=== Section Start ===
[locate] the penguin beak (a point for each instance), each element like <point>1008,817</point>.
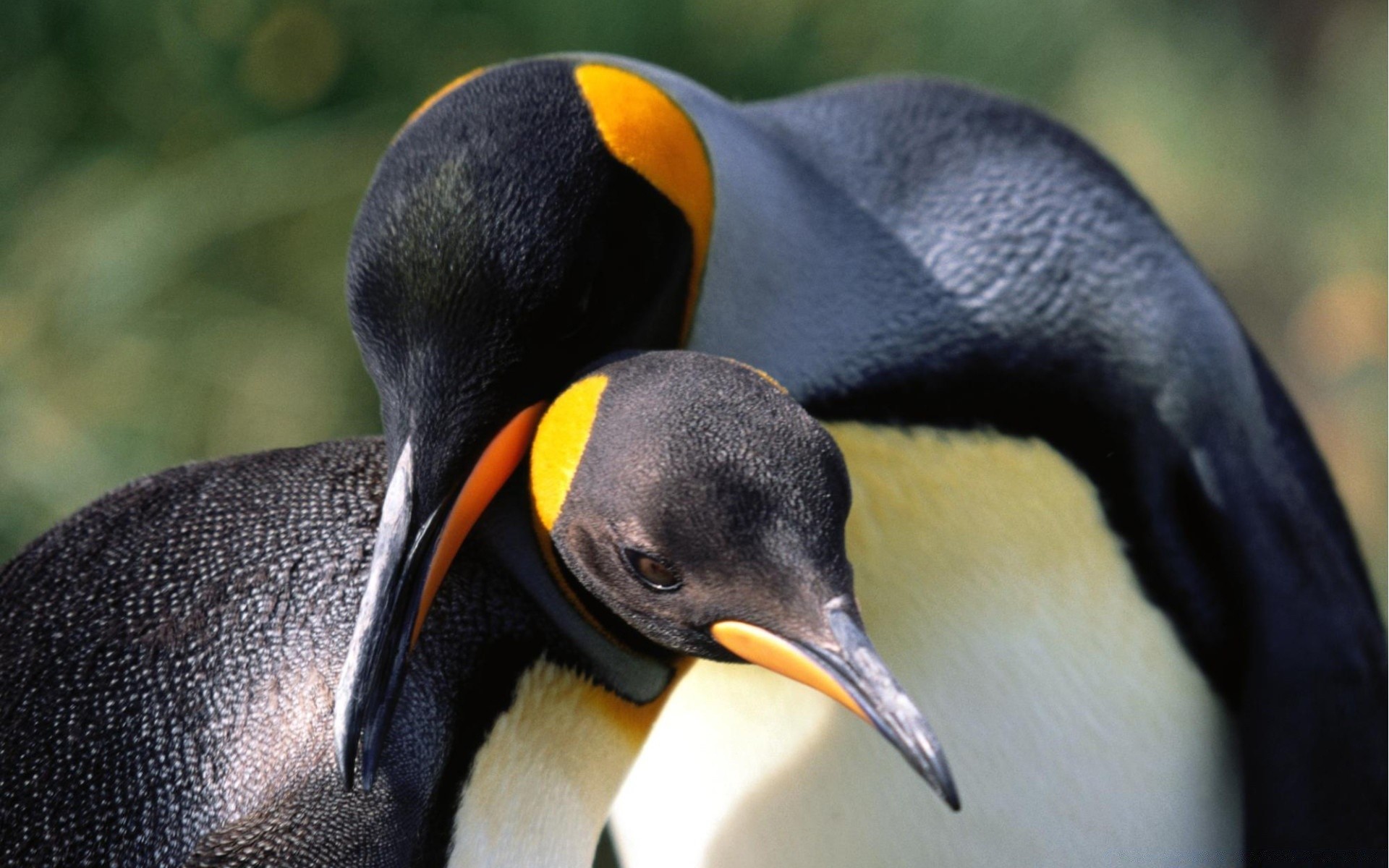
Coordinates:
<point>413,555</point>
<point>845,667</point>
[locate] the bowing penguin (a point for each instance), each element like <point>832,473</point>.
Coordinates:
<point>1099,537</point>
<point>170,649</point>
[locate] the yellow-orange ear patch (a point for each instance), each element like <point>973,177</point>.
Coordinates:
<point>558,446</point>
<point>647,132</point>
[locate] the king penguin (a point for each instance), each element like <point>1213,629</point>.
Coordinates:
<point>169,649</point>
<point>1097,538</point>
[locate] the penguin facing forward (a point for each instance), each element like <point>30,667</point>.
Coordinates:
<point>1105,539</point>
<point>170,649</point>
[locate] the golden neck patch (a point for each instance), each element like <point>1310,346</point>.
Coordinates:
<point>649,134</point>
<point>558,446</point>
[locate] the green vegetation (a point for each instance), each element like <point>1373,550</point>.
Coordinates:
<point>178,182</point>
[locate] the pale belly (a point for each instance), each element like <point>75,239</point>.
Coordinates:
<point>1078,729</point>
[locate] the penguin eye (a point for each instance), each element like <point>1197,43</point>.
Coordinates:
<point>650,571</point>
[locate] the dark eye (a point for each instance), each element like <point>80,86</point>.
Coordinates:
<point>653,574</point>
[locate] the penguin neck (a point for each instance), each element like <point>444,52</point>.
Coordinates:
<point>546,775</point>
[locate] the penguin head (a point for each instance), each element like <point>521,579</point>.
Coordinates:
<point>525,221</point>
<point>694,501</point>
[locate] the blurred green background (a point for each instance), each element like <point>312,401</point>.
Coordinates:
<point>178,181</point>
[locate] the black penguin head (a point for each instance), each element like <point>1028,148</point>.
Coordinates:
<point>706,509</point>
<point>499,249</point>
<point>502,246</point>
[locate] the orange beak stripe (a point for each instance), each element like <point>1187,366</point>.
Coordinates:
<point>488,475</point>
<point>771,652</point>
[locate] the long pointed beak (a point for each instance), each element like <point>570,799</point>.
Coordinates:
<point>409,564</point>
<point>851,673</point>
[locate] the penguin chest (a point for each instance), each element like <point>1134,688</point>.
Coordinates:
<point>542,783</point>
<point>1078,729</point>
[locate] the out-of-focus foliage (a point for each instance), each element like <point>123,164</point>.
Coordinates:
<point>178,179</point>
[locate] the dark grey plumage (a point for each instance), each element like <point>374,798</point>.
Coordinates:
<point>167,697</point>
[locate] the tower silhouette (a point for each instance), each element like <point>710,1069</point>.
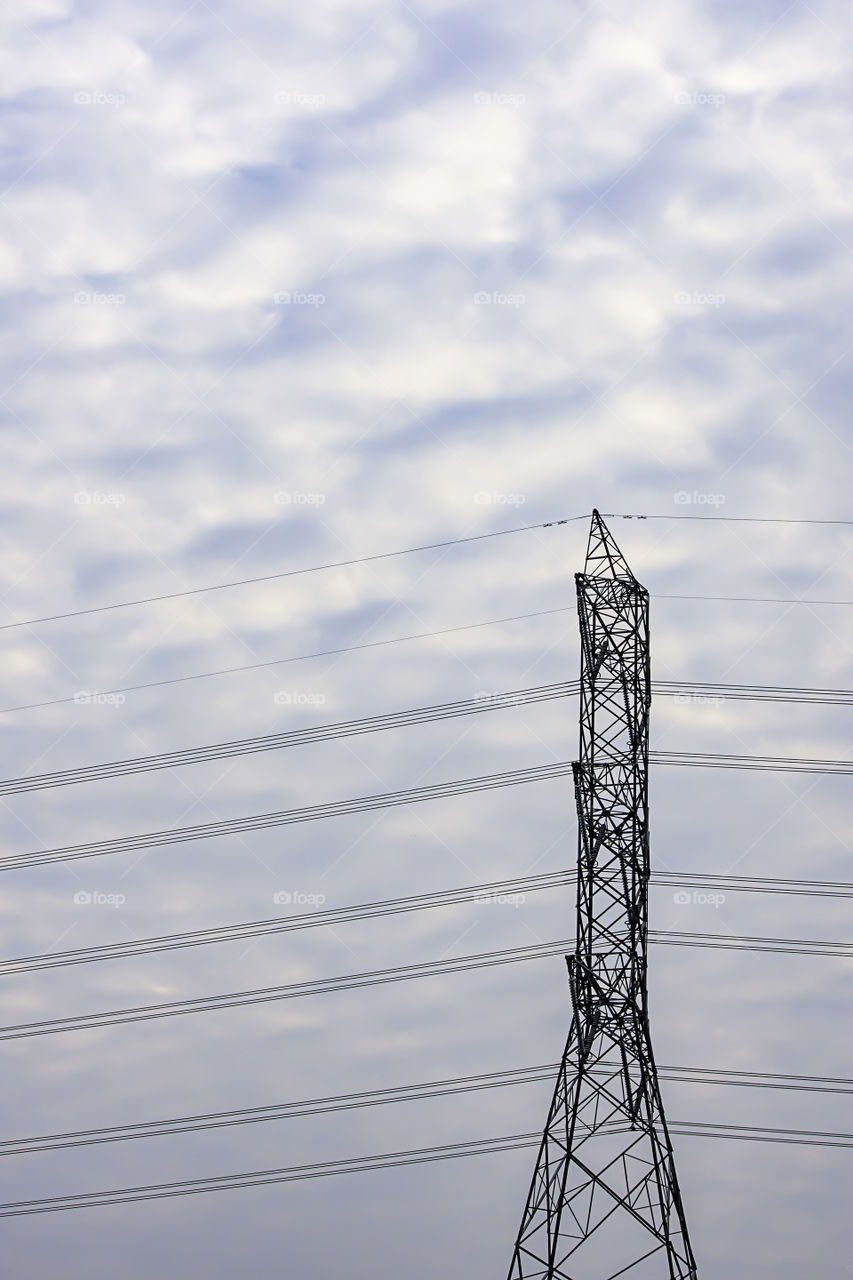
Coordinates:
<point>605,1200</point>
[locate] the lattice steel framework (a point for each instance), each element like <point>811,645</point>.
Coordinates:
<point>605,1200</point>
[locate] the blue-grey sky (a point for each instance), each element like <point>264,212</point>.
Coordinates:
<point>287,284</point>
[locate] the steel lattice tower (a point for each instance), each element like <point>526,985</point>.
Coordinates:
<point>605,1200</point>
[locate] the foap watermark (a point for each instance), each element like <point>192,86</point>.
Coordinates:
<point>296,298</point>
<point>86,699</point>
<point>297,698</point>
<point>92,498</point>
<point>698,499</point>
<point>498,298</point>
<point>297,897</point>
<point>94,897</point>
<point>297,97</point>
<point>92,298</point>
<point>500,900</point>
<point>295,498</point>
<point>698,298</point>
<point>697,897</point>
<point>498,699</point>
<point>500,97</point>
<point>698,97</point>
<point>97,97</point>
<point>497,498</point>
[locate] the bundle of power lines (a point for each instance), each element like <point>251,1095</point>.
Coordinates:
<point>477,705</point>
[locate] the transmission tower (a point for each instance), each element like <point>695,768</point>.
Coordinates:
<point>605,1200</point>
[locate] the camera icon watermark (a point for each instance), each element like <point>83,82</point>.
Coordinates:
<point>498,298</point>
<point>297,897</point>
<point>97,97</point>
<point>296,298</point>
<point>295,498</point>
<point>698,99</point>
<point>94,897</point>
<point>500,99</point>
<point>92,498</point>
<point>92,298</point>
<point>698,897</point>
<point>498,699</point>
<point>86,699</point>
<point>500,900</point>
<point>297,698</point>
<point>698,298</point>
<point>295,97</point>
<point>498,499</point>
<point>698,499</point>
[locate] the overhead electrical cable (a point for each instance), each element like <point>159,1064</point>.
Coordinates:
<point>401,973</point>
<point>391,799</point>
<point>493,891</point>
<point>389,1160</point>
<point>290,572</point>
<point>286,817</point>
<point>291,737</point>
<point>475,705</point>
<point>398,1093</point>
<point>283,662</point>
<point>406,551</point>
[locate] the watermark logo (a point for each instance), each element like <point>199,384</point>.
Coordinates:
<point>498,499</point>
<point>500,900</point>
<point>297,897</point>
<point>94,897</point>
<point>293,498</point>
<point>484,695</point>
<point>698,897</point>
<point>497,298</point>
<point>699,699</point>
<point>297,698</point>
<point>86,699</point>
<point>92,498</point>
<point>97,97</point>
<point>92,298</point>
<point>697,298</point>
<point>698,499</point>
<point>699,99</point>
<point>500,99</point>
<point>295,97</point>
<point>295,298</point>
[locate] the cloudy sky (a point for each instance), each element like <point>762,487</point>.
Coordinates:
<point>291,284</point>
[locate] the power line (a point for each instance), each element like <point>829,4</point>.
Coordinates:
<point>748,599</point>
<point>491,891</point>
<point>290,572</point>
<point>282,662</point>
<point>737,942</point>
<point>405,551</point>
<point>286,991</point>
<point>286,817</point>
<point>772,763</point>
<point>288,923</point>
<point>387,1160</point>
<point>684,690</point>
<point>730,520</point>
<point>391,799</point>
<point>290,737</point>
<point>400,973</point>
<point>454,1086</point>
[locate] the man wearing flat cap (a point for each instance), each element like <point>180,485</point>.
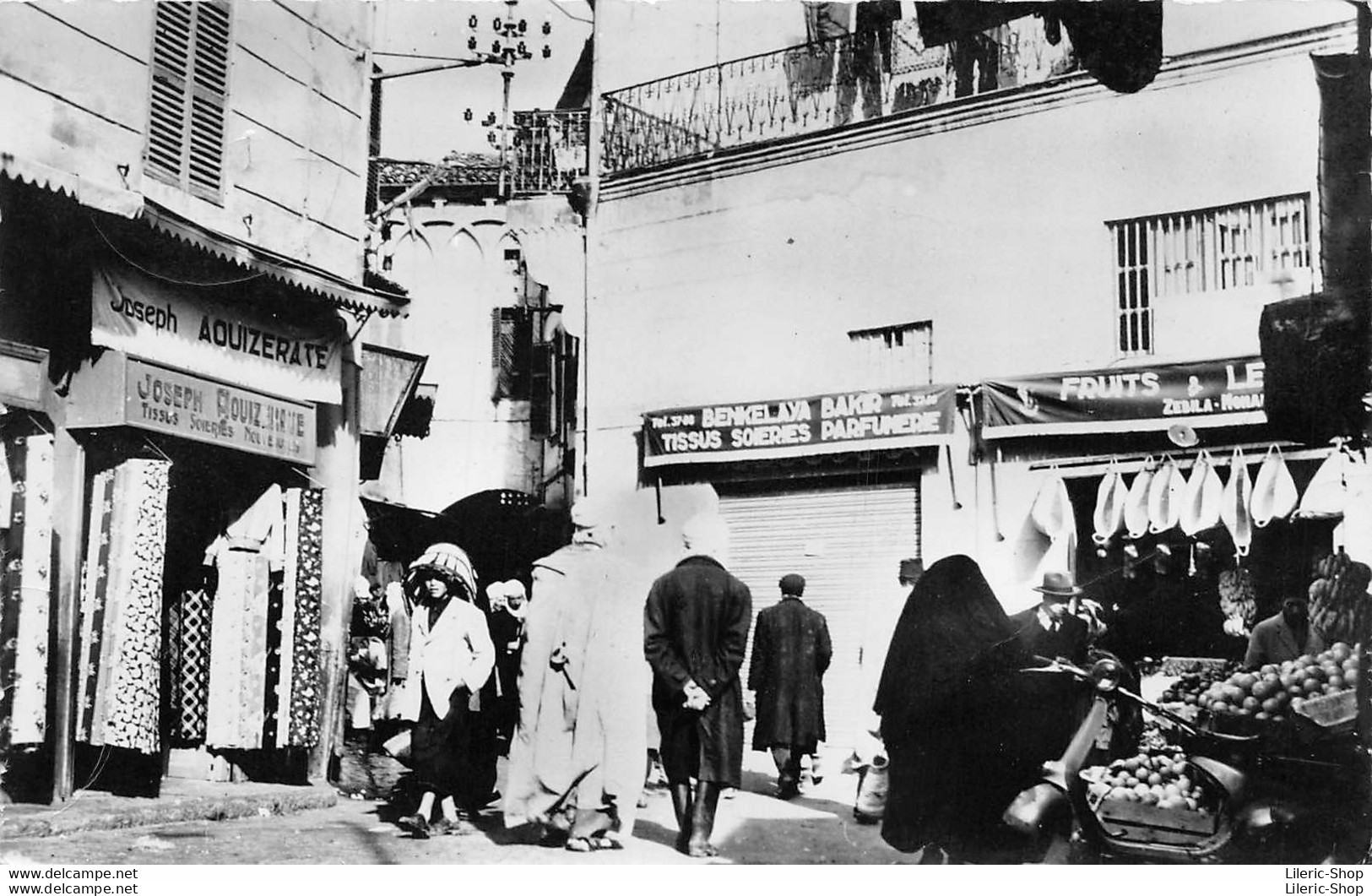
=== Section End ===
For this answer, retype the lines from the start of the listing through the line that holds "[locate] the king", inclusive, exactly and without pictures.

:: EXPECTED OUTPUT ::
[locate] the penguin beak (a point for each instance), each element like <point>1008,817</point>.
Coordinates:
<point>413,555</point>
<point>845,667</point>
[locate] the bowing penguin (a point for each instance), each element like <point>832,473</point>.
Coordinates:
<point>1099,537</point>
<point>170,649</point>
[locate] the yellow-orange ear patch (a point for each instance), each element like <point>973,177</point>.
Coordinates:
<point>558,446</point>
<point>647,132</point>
[locate] the king penguin (a point for each instance), each element like <point>1213,629</point>.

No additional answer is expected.